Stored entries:
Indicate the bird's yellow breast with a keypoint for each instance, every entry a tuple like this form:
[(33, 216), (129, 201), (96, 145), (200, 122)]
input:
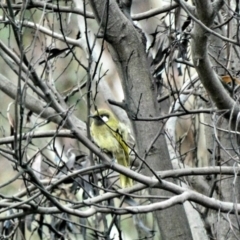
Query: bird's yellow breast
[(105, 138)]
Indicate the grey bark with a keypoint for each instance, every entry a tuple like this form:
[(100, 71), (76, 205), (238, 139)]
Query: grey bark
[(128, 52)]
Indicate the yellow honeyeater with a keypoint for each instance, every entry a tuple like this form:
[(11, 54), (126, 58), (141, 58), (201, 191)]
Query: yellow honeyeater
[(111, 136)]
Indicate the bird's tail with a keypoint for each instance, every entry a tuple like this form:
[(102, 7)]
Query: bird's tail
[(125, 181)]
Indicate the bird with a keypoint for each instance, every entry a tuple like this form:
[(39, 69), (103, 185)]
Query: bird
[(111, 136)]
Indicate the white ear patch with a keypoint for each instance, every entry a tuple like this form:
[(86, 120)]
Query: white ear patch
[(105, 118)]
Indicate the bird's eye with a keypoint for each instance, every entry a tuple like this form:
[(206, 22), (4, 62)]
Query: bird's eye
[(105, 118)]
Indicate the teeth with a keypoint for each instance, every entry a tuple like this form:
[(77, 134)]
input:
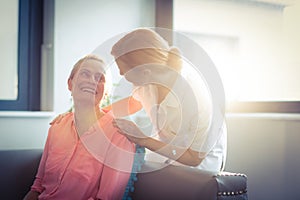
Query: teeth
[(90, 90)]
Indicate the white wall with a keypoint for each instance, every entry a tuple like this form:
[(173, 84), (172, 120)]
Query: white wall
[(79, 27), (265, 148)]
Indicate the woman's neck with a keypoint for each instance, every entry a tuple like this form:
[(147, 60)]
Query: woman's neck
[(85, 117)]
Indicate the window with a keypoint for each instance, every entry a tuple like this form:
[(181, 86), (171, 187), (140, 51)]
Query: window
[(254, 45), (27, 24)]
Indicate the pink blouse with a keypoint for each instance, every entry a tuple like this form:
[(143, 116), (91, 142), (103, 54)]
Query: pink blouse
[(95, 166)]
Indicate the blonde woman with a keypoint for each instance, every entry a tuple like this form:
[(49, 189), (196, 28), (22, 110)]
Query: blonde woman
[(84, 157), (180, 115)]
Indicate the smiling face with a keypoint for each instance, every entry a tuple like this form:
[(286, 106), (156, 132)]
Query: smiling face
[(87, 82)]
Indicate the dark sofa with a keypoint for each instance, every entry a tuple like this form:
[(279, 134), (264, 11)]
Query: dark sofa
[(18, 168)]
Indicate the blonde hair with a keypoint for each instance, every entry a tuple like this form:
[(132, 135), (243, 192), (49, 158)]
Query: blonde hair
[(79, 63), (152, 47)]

* * *

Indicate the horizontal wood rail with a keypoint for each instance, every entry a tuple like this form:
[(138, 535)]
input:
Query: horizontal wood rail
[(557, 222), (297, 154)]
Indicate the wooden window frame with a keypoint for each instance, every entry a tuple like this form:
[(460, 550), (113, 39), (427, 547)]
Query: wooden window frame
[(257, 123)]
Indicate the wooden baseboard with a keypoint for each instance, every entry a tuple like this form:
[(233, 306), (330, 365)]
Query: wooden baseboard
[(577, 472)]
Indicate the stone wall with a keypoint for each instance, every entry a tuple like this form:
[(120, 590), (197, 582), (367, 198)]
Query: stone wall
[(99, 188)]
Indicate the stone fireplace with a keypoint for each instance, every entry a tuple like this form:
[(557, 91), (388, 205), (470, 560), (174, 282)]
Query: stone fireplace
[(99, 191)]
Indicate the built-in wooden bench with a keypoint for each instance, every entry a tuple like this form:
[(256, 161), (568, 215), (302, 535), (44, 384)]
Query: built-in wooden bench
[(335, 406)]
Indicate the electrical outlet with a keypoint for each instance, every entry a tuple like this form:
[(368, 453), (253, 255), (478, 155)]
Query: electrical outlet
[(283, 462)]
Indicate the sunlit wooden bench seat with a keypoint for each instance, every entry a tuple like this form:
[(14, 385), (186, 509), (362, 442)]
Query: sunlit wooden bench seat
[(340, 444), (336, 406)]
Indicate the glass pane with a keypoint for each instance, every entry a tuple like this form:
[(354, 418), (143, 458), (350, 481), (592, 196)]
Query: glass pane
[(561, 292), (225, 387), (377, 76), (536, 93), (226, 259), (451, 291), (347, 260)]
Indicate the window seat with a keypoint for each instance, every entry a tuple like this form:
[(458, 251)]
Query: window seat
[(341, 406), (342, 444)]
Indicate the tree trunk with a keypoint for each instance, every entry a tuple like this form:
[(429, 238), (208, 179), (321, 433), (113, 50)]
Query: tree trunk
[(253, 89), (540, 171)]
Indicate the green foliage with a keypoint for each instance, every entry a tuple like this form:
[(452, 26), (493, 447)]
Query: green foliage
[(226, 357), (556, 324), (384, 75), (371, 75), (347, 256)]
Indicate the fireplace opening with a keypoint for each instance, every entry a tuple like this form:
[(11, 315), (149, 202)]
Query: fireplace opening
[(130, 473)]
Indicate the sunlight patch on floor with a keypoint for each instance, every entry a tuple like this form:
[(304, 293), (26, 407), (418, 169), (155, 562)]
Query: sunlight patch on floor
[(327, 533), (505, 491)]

==

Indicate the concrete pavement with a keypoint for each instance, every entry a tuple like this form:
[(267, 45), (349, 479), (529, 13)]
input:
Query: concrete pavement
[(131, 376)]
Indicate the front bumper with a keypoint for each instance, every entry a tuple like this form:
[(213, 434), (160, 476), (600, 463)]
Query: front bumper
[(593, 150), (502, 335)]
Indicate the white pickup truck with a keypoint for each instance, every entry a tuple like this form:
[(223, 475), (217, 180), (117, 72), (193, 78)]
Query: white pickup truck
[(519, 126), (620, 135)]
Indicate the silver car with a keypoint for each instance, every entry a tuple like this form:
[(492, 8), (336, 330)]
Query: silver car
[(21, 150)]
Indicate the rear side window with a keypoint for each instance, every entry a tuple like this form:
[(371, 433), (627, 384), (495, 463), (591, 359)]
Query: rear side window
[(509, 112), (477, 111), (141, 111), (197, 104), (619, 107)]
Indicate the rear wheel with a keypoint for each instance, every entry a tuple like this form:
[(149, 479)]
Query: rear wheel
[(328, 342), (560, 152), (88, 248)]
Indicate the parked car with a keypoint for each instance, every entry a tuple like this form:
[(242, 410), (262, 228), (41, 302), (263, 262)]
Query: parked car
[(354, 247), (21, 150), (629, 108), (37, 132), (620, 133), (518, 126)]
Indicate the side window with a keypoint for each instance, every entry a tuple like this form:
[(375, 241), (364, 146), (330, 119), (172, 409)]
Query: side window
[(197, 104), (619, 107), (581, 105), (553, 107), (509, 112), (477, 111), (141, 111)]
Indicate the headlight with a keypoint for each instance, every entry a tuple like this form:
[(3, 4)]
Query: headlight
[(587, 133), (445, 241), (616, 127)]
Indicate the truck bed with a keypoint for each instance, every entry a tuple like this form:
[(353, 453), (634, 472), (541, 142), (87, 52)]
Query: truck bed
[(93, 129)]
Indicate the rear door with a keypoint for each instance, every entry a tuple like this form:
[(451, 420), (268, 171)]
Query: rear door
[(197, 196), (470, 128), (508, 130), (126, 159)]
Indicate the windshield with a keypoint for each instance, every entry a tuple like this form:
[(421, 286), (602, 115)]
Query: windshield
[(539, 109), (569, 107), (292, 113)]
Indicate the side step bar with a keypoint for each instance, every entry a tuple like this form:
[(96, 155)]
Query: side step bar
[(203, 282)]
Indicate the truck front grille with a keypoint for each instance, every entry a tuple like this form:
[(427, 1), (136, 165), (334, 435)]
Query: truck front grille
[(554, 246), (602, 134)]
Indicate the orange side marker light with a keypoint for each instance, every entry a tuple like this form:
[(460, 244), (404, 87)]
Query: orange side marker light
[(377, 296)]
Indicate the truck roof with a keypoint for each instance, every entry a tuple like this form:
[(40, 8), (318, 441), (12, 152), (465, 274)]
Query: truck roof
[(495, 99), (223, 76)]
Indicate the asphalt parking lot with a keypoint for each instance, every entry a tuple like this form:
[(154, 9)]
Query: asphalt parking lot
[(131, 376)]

### Requirement
Repeat the lines of the material above word for word, from the line that contains "Indicate the dark" down through the line that contains "[(18, 168)]", including both of those lines.

### Written reply
Indicate the dark sofa with a keypoint for each instance, every entry a tuple like this form:
[(279, 134), (264, 11)]
Query: dark sofa
[(18, 168)]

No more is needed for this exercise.